Task directions:
From the line containing "the stone building" through the final line of the records, reproduce every line exactly.

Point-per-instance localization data
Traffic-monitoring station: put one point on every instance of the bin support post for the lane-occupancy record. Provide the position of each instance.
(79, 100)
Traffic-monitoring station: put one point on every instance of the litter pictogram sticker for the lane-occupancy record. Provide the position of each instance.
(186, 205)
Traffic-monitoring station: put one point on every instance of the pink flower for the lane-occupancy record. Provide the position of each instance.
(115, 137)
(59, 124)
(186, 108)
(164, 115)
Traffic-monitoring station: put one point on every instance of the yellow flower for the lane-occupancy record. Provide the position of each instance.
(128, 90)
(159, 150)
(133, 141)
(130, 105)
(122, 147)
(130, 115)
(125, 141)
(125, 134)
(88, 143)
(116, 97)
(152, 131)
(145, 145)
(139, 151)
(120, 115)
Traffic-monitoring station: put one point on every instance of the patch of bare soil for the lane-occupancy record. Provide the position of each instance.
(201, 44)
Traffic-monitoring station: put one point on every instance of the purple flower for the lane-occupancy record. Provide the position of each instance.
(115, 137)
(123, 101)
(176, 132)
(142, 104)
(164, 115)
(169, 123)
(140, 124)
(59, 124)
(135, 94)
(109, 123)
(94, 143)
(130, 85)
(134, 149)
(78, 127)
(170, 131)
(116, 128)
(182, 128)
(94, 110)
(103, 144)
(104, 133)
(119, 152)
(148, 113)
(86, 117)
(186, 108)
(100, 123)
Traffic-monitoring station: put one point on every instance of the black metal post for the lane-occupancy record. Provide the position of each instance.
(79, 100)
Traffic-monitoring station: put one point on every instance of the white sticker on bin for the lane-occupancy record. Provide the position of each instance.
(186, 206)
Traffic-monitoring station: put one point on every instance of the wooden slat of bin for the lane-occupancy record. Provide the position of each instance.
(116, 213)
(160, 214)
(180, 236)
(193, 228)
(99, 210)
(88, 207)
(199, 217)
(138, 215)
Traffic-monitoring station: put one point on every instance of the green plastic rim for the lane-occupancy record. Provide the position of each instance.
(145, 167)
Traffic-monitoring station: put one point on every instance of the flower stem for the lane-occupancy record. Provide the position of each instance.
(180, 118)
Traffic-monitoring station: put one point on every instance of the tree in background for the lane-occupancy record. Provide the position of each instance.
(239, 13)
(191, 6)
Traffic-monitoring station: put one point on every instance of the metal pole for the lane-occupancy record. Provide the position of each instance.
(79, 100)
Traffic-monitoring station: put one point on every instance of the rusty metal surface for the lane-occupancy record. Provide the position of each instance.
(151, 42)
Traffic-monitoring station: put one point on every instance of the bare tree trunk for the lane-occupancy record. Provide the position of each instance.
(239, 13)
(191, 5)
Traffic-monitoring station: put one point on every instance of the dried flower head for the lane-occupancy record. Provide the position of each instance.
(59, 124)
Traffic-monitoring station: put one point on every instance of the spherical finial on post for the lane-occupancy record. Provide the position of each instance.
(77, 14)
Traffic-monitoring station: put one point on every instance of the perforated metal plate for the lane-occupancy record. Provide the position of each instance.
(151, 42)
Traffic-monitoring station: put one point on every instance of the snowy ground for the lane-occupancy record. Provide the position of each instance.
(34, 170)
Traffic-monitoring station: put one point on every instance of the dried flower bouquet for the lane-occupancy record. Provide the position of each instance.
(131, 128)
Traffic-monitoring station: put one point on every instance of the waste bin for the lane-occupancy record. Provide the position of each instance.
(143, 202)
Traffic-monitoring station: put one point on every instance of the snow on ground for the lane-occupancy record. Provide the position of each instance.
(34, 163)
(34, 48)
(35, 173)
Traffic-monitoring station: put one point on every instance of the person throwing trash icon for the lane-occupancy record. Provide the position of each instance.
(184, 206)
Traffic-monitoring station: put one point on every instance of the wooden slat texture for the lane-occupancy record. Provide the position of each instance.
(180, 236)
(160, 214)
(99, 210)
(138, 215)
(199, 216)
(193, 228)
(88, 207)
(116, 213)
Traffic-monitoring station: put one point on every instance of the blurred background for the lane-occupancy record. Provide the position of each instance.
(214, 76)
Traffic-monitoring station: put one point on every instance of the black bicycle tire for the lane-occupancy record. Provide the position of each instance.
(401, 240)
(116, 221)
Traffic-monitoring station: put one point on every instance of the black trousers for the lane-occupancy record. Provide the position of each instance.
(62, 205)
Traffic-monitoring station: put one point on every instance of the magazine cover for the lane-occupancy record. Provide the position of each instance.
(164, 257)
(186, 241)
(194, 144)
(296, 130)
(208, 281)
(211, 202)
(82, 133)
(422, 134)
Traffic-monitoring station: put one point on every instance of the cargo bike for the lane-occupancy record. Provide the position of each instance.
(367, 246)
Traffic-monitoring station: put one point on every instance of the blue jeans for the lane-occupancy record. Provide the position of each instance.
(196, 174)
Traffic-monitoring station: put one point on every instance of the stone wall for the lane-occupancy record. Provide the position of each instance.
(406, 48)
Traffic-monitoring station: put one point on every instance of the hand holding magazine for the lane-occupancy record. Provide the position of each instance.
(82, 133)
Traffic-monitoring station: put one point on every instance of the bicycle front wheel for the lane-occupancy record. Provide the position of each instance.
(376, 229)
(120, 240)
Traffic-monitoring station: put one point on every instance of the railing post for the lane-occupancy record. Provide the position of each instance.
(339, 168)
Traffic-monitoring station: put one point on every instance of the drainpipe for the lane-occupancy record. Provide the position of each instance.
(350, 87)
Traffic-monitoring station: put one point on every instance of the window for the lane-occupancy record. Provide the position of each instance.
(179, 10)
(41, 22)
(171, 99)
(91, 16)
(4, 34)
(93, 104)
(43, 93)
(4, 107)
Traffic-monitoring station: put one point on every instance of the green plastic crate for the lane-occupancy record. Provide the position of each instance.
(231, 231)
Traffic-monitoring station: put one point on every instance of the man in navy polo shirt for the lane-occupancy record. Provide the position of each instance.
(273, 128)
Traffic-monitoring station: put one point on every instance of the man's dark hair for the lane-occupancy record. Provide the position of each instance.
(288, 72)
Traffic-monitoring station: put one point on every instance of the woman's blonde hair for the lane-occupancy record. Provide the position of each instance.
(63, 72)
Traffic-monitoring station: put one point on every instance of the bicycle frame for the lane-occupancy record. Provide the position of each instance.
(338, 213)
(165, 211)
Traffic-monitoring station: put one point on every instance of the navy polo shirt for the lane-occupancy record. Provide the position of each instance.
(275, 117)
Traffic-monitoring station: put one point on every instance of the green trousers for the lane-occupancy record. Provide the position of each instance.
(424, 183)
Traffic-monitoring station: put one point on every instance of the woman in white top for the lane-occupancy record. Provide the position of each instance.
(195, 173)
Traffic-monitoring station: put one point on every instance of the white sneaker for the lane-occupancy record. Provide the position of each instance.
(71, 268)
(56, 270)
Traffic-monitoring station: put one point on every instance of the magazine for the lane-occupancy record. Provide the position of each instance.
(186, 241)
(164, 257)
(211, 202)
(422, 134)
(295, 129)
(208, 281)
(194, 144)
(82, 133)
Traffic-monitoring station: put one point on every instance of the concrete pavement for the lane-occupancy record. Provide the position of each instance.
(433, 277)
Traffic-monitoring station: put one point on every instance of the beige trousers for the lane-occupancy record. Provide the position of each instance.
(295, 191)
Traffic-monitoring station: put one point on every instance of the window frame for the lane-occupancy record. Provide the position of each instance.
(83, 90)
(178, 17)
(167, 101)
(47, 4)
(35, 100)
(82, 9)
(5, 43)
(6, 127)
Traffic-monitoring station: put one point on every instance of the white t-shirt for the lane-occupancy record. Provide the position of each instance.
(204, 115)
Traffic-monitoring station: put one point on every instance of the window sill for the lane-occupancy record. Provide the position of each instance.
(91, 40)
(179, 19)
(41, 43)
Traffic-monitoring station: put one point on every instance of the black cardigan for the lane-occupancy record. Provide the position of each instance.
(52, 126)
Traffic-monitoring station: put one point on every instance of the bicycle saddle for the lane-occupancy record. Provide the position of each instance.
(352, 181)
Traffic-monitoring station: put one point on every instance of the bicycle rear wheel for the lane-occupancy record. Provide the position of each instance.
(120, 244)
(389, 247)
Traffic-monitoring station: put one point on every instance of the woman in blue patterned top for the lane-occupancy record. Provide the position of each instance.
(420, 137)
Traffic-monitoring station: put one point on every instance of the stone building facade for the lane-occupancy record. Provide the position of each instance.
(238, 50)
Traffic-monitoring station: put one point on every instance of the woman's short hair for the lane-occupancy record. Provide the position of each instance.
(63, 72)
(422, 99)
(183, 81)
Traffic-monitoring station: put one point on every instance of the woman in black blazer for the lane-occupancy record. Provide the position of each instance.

Task solution:
Traffic-monitoring station: put one point on every instance of the stone building facade for the lane-occupancy record. Provide the position of each instance.
(238, 50)
Traffic-monitoring station: put one point on every instance of the woman's short hair for the lane-occupancy record. Provide the position of each instance.
(63, 72)
(422, 99)
(183, 81)
Traffic-monitoring station: put one point on every instance of the woman in black blazer for the lane-occupancy record. Provide the position of each instance.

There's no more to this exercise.